Pictures within the data are to be left out; everything else must be reproduced exactly.

The input ▸

— start —

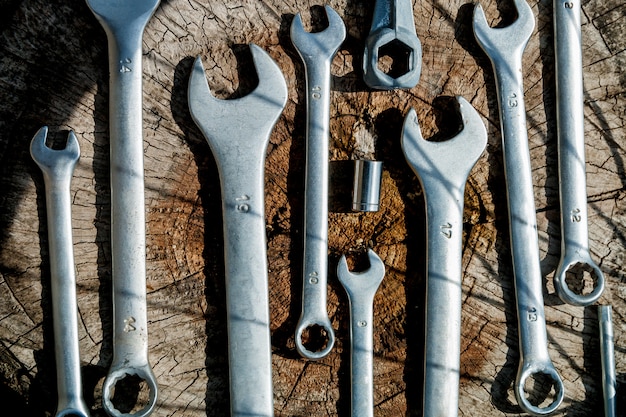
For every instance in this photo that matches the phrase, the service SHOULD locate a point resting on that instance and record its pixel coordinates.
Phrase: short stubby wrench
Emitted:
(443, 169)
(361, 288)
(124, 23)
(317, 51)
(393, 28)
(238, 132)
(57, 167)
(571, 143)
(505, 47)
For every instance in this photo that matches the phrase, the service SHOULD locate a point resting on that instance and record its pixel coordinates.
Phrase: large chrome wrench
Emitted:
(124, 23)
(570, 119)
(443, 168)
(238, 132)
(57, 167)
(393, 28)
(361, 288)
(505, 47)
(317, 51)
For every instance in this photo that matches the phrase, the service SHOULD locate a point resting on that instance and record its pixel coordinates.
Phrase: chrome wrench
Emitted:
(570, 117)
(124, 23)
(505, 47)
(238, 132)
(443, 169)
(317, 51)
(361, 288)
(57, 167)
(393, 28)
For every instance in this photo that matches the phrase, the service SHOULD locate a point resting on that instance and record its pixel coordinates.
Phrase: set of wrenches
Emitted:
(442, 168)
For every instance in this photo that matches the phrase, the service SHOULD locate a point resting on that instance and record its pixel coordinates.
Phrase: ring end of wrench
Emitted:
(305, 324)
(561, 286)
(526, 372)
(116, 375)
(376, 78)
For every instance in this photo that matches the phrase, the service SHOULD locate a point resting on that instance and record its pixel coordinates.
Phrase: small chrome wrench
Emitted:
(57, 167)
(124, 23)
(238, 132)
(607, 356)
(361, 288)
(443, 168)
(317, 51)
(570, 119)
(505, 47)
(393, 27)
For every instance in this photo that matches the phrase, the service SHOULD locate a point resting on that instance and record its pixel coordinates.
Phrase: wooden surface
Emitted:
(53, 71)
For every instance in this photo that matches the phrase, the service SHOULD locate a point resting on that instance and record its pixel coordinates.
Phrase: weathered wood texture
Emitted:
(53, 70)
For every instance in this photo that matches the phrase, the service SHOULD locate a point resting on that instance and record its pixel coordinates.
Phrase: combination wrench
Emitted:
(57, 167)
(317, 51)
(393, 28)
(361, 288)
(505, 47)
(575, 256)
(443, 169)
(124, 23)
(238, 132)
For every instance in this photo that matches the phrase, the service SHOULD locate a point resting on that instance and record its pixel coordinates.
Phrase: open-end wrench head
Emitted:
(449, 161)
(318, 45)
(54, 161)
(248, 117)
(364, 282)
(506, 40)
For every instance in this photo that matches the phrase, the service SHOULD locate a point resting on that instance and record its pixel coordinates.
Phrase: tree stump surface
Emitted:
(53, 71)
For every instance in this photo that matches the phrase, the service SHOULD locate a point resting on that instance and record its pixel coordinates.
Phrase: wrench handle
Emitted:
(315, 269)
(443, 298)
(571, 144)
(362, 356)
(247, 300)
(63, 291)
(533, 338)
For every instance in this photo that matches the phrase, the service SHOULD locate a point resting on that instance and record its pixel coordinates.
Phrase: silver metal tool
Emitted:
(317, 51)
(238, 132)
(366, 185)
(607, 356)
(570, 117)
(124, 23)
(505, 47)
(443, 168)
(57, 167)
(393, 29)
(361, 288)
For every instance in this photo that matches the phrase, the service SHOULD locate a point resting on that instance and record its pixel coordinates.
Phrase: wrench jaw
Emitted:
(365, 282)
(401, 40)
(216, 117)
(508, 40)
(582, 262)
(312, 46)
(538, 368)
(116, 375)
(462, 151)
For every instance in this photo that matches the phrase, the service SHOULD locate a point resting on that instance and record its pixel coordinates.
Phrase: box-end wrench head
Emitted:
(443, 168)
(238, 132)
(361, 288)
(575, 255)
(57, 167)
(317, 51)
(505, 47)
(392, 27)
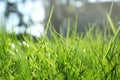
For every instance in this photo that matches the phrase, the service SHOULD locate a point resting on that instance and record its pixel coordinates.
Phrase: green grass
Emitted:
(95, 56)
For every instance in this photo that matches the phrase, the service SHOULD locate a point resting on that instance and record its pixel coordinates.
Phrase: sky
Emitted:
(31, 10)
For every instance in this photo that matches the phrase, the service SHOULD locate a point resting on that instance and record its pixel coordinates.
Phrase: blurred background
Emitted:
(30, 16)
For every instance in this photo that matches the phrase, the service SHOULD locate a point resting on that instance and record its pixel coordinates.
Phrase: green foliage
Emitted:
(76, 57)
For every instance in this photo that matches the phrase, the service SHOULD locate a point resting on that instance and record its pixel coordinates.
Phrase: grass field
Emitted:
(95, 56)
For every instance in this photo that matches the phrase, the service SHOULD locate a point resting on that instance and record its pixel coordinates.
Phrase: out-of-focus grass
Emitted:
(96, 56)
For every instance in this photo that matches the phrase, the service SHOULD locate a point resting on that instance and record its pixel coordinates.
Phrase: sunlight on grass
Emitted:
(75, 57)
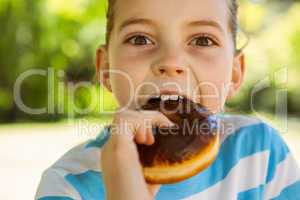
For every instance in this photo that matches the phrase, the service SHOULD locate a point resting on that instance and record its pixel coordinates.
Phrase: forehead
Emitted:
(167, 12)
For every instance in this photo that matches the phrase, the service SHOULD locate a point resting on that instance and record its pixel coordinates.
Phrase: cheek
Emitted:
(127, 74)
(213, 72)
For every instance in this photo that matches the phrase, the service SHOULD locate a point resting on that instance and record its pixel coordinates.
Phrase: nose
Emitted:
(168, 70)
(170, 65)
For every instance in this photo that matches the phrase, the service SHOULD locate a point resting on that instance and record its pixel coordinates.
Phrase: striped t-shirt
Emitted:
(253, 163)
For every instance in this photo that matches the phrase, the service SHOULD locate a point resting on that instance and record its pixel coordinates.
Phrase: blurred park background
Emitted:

— end —

Solution ▸
For every instance in this photo that matches the phrase, the service SHOULD locate a point resting on that instance and record its pixel coordinates.
Phrase: short stubby wrench
Emitted:
(443, 169)
(361, 288)
(124, 23)
(317, 51)
(393, 28)
(238, 132)
(57, 167)
(571, 143)
(505, 47)
For every instance in this photo that matches the phrase, the service SHOULD locate a point resting on that instance and record its pixel coordinates.
Phrase: large chrome wrench
Emitted:
(124, 23)
(570, 119)
(443, 168)
(238, 132)
(57, 167)
(393, 28)
(361, 288)
(505, 47)
(317, 51)
For every instance in this photo that matches the phrase, the service SHOULD locate a point resting on that instance and record its pixel coordinates.
Phrase: chrome wrench
Emitted:
(570, 117)
(124, 23)
(505, 47)
(238, 132)
(443, 169)
(317, 51)
(361, 288)
(57, 167)
(393, 28)
For every instance in this photo that matches the phrase, the service SHOULD locate a point resting on that instance and record its pixel coordinates.
Phrase: set of wrenches
Emitted:
(442, 168)
For every instance in this photo that matches the phrase, the service SHOULD locate a point resting on that instance and record its pixel coordinates.
Phrase: ring end of wrench
Emitted:
(305, 324)
(561, 286)
(526, 372)
(116, 375)
(376, 78)
For every instance in this photo that matches the phrase, the service SHOULD locate a point resting on that instance and record its pixel coordinates.
Phrase: small chrome wrench
Emitted:
(57, 167)
(124, 23)
(238, 132)
(607, 356)
(361, 288)
(443, 168)
(317, 51)
(570, 119)
(505, 47)
(393, 27)
For every instance in this photo that matches the phrase, the service SHOULD locate a point resting on that instance and record its pixel coordinates.
Phrase: wooden surface
Emitted:
(53, 71)
For every instance in this photo that matches the phrase, the service SHOULD locate a point resting on that instance and record its pixel coordinates.
Phrase: weathered wood texture
Emitted:
(53, 70)
For every instance in this photo that matches the phrase, the service SHOULD locate a point resting on that instance and record its pixel coordinates.
Phrase: combination wrench
Emitted:
(57, 167)
(317, 51)
(393, 28)
(361, 288)
(505, 47)
(575, 256)
(443, 169)
(124, 23)
(238, 132)
For every instance in this photo that matches the phrase, the service SHOULD locate a point resting on that instance and record its pixel coordinates.
Phrase: open-end wrench head
Emitted:
(449, 161)
(318, 45)
(54, 161)
(248, 117)
(364, 282)
(506, 40)
For every instance in this photo that matches the phrase, the service SHOULD locate a point resting on that instance and record its pixel coordinates.
Phrase: tree stump surface
Emitted:
(53, 71)
For every instance in this photo that matches the phrase, the service SHOULD locate a point resting on that instance and record its pixel coordinates.
Phrase: wrench handle
Emitted:
(315, 269)
(443, 298)
(571, 144)
(362, 356)
(247, 300)
(63, 291)
(533, 338)
For every instance in this photo that matches the phrase, the service SHOULD locate a point resting on that instance and record its pixel coordinates.
Phrase: silver metal tool
Emitted:
(317, 51)
(238, 132)
(366, 185)
(607, 356)
(570, 117)
(124, 23)
(505, 47)
(443, 168)
(57, 167)
(393, 29)
(361, 288)
For every instance in this photo that matches the phrase, the service SHOULD locate a point resting on that instance and record its pixel coordinates.
Phrase: wrench jaw
Emitted:
(365, 282)
(401, 40)
(216, 117)
(508, 40)
(582, 262)
(312, 46)
(538, 368)
(116, 375)
(462, 151)
For every instance in this photo that matches the phrase, the service SHOULD locate a point resting on that instance and record its pixel coordinates.
Phrase: box-end wrench head
Emitted:
(443, 168)
(238, 132)
(361, 288)
(575, 255)
(57, 167)
(317, 51)
(505, 47)
(392, 27)
For every instance in this photo that matches the phrase, the service SHOULD locate a point resting on that instance and record its pixel coordinates.
Phrase: green grass
Emitted:
(95, 56)
For every instance in this photo that matches the phrase, the service SHOULD locate a point resting on that instance and record its pixel coordinates.
Phrase: sky
Emitted:
(31, 10)
For every instance in this photo that matches the phrase, the service SHOULD locate a point resting on that instance and record its pixel coordinates.
Phrase: blurred background
Emitted:
(30, 16)
For every instance in this photo that matches the phrase, the service SHOULD locate a point resting on that instance and record its pixel coordinates.
Phrase: green foliage
Emitted:
(76, 57)
For every instance in this photo that matches the phrase, the service SHOULD locate a point resting on that instance and record its pixel coordinates.
Phrase: grass field
Emitted:
(95, 56)
For every instance in this photo that matches the phrase, the service SHOULD locate a point resting on that instance and record its pixel coordinates.
Phrase: out-of-focus grass
Emitted:
(96, 56)
For every instance in this photo that matches the phrase, the service SHOULD locate a point resting on that instance and record its pixel coordinates.
Phrase: sunlight on grass
Emitted:
(75, 57)
For every instance in this photo that matches the phrase, the service SHOULD locate a point resting on that instance and record its pixel coordinates.
Phrase: forehead
Emitted:
(167, 12)
For every instance in this photo that matches the phrase, the service SHOULD locate a point resting on that instance and record its pixel coordinates.
Phrase: cheek
Emitted:
(127, 74)
(213, 72)
For every instance in this photo that matches the phrase, the service SHOULD locate a point resting on that instance and record its pixel coordinates.
Phrase: nose
Emitted:
(168, 70)
(170, 65)
For every instance in this photo that matches the phrase, the service SHOULD locate a point resting on that instance and record its pixel coordinates.
Phrase: striped t-shirt
Emitted:
(253, 163)
For every instance in this photo that matches the phrase, the service SHOULD locate a point resting on that instance and record its pixel coordinates.
Phrase: blurred park background
Emitted:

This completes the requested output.